#### Source text
Skip to main content
Nucleic Acids Research logoLink to Nucleic Acids Research
. 2000 Feb 1;28(3):706–709. doi: 10.1093/nar/28.3.706

Structural analysis of DNA sequence: evidence for lateral gene transfer in Thermotoga maritima

Peder Worning, Lars J Jensen, Karen E Nelson 1, Søren Brunak, David W Ussery a
PMCID: PMC102551  PMID: 10637321

Abstract

The recently published complete DNA sequence of the bacterium Thermotoga maritima provides evidence, based on protein sequence conservation, for lateral gene transfer between Archaea and Bacteria. We introduce a new method of periodicity analysis of DNA sequences, based on structural parameters, which brings independent evidence for the lateral gene transfer in the genome of T.maritima. The structural analysis relates the Archaea-like DNA sequences to the genome of Pyrococcus horikoshii. Analysis of 24 complete genomic DNA sequences shows different periodicity patterns for organisms of different origin. The typical genomic periodicity for Bacteria is 11 bp whilst it is 10 bp for Archaea. Eukaryotes have more complex spectra but the dominant period in the yeast Saccharomyces cerevisiae is 10.2 bp. These periodicities are most likely reflective of differences in chromatin structure.

INTRODUCTION

The publication of the first complete DNA sequence of a thermophilic Bacteria (1) initiated a debate about massive lateral gene transfer between Archaea and Bacteria (2). The recently published complete DNA sequence of the bacterium Thermotoga maritima (3) provides further evidence, based on protein sequence conservation, for lateral gene transfer between Archaea and Bacteria. Sequence analysis of the proteins encoded in genome of T.maritima showed that about half are most similar to Bacterial proteins, whilst a quarter are most similar to Archaeal proteins, mainly from Pyrococcus horikoshii (3). We present here supporting evidence for lateral gene transfer, based on a new method of periodicity analysis of physical parameters along the DNA sequence.
########
#### Data extract
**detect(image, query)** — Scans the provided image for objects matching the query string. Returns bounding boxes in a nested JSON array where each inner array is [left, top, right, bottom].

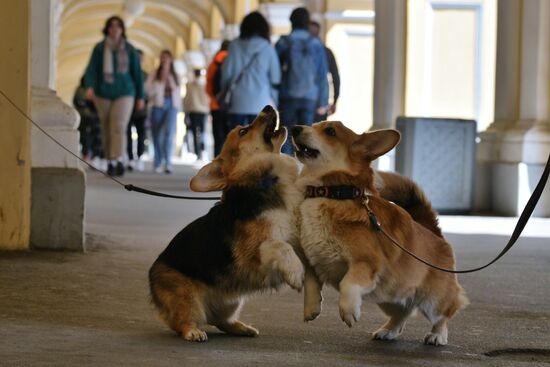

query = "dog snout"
########
Reproduce the full text on lateral gene transfer in Thermotoga maritima word for word. The data is from an unrelated source.

Skip to main content
Nucleic Acids Research logoLink to Nucleic Acids Research
. 2000 Feb 1;28(3):706–709. doi: 10.1093/nar/28.3.706

Structural analysis of DNA sequence: evidence for lateral gene transfer in Thermotoga maritima

Peder Worning, Lars J Jensen, Karen E Nelson 1, Søren Brunak, David W Ussery a
PMCID: PMC102551  PMID: 10637321

Abstract

The recently published complete DNA sequence of the bacterium Thermotoga maritima provides evidence, based on protein sequence conservation, for lateral gene transfer between Archaea and Bacteria. We introduce a new method of periodicity analysis of DNA sequences, based on structural parameters, which brings independent evidence for the lateral gene transfer in the genome of T.maritima. The structural analysis relates the Archaea-like DNA sequences to the genome of Pyrococcus horikoshii. Analysis of 24 complete genomic DNA sequences shows different periodicity patterns for organisms of different origin. The typical genomic periodicity for Bacteria is 11 bp whilst it is 10 bp for Archaea. Eukaryotes have more complex spectra but the dominant period in the yeast Saccharomyces cerevisiae is 10.2 bp. These periodicities are most likely reflective of differences in chromatin structure.

INTRODUCTION

The publication of the first complete DNA sequence of a thermophilic Bacteria (1) initiated a debate about massive lateral gene transfer between Archaea and Bacteria (2). The recently published complete DNA sequence of the bacterium Thermotoga maritima (3) provides further evidence, based on protein sequence conservation, for lateral gene transfer between Archaea and Bacteria. Sequence analysis of the proteins encoded in genome of T.maritima showed that about half are most similar to Bacterial proteins, whilst a quarter are most similar to Archaeal proteins, mainly from Pyrococcus horikoshii (3). We present here supporting evidence for lateral gene transfer, based on a new method of periodicity analysis of physical parameters along the DNA sequence.